___ DATA FOR THIS EXERCISE

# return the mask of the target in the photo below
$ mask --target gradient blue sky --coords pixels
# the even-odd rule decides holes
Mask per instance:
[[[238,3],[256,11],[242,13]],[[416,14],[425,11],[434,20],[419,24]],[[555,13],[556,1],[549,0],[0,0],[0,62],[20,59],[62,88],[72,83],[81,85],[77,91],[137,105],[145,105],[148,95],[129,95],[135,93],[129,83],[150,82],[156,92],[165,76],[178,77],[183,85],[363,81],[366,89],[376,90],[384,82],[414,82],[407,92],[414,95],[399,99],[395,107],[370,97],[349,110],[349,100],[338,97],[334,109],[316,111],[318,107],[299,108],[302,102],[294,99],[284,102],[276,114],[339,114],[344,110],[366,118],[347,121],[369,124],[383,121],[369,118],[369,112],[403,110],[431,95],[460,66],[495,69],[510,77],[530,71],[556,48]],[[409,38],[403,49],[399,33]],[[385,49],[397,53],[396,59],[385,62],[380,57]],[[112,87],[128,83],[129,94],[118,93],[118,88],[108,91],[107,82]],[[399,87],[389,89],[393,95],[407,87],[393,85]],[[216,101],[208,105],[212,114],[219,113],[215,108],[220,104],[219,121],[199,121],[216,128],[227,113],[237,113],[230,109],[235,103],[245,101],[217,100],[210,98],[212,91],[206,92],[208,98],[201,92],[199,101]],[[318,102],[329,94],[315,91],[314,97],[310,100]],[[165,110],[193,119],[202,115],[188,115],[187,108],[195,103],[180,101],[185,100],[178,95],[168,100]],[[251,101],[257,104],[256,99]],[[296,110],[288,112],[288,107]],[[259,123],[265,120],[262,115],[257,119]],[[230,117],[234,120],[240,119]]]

______
___ DATA FOR THIS EXERCISE

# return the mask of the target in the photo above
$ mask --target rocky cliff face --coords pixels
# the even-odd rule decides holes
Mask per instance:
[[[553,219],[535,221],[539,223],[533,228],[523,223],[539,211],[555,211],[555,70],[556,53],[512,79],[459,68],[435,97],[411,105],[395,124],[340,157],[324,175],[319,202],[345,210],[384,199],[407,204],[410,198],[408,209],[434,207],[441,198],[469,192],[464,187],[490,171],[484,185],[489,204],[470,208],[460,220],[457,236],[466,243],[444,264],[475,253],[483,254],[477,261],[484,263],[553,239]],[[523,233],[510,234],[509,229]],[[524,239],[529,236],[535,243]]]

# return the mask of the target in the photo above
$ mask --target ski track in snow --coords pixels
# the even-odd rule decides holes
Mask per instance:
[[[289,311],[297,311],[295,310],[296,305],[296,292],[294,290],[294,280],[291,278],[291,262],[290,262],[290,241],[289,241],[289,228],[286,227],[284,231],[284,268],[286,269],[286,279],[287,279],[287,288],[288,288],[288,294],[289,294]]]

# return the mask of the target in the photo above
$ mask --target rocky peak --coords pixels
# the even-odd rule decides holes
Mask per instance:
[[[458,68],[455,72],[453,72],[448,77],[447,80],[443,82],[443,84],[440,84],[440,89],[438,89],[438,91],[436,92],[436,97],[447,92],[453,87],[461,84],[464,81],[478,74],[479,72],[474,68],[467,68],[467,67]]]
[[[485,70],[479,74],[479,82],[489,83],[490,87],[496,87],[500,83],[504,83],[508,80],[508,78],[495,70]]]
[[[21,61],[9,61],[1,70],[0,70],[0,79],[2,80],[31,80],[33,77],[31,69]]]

______
___ DATA FOR THIS EXERCISE

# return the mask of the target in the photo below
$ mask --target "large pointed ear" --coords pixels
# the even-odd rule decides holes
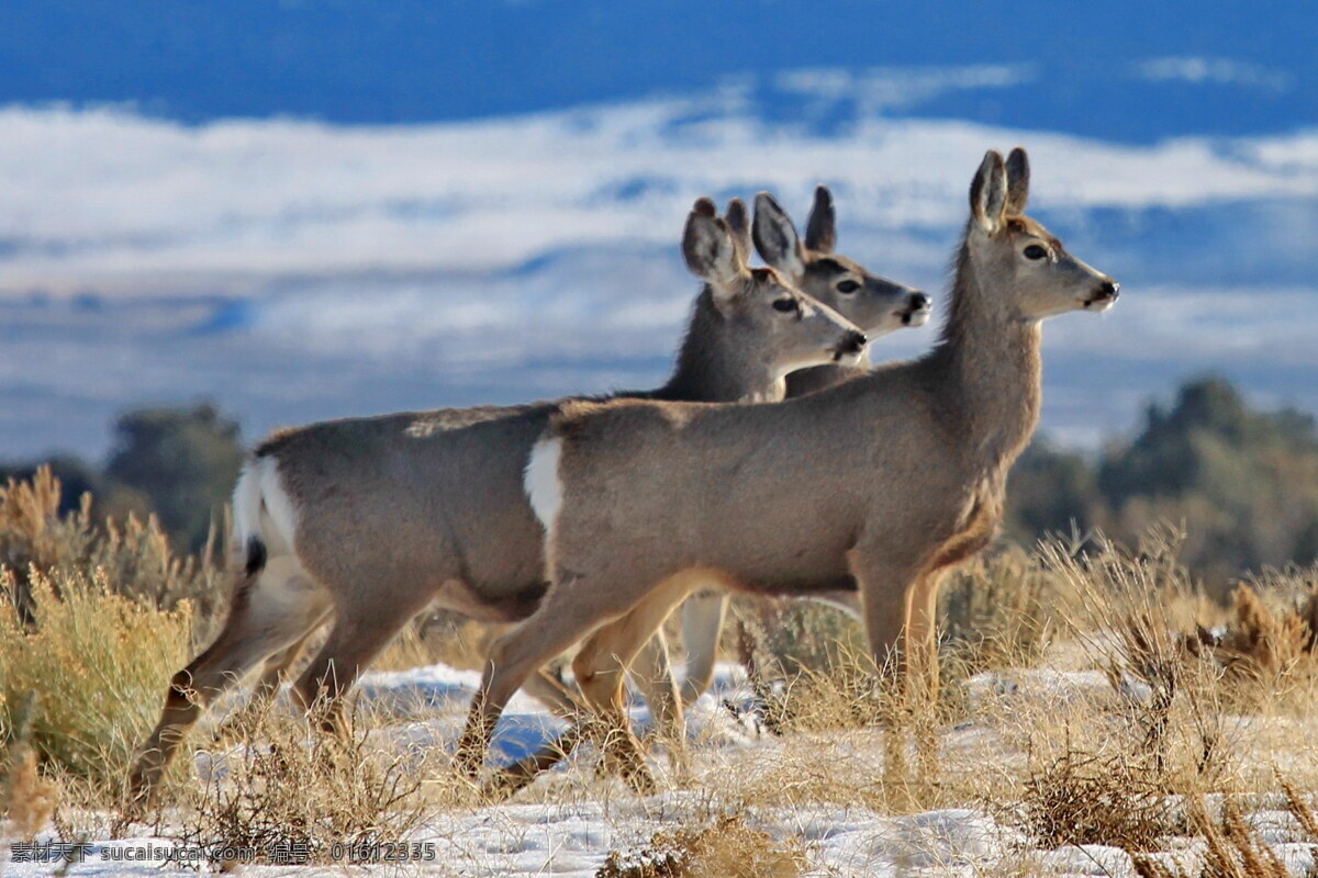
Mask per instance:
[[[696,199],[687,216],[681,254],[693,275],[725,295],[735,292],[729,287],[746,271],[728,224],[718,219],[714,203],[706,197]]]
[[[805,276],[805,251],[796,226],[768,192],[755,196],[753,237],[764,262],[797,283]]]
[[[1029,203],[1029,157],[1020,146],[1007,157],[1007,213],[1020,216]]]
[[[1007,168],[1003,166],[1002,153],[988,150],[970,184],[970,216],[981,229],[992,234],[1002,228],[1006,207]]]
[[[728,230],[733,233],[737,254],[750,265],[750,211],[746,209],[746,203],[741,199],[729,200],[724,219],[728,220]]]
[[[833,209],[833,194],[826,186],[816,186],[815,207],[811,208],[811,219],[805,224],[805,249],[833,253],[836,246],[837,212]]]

______

--- GOAL ---
Extract every line of the items that contains the string "rocky", matching case exactly.

--- SOLUTION TO THE EXERCISE ---
$ mask --target rocky cliff face --coords pixels
$ mask --target rocky peak --coords pixels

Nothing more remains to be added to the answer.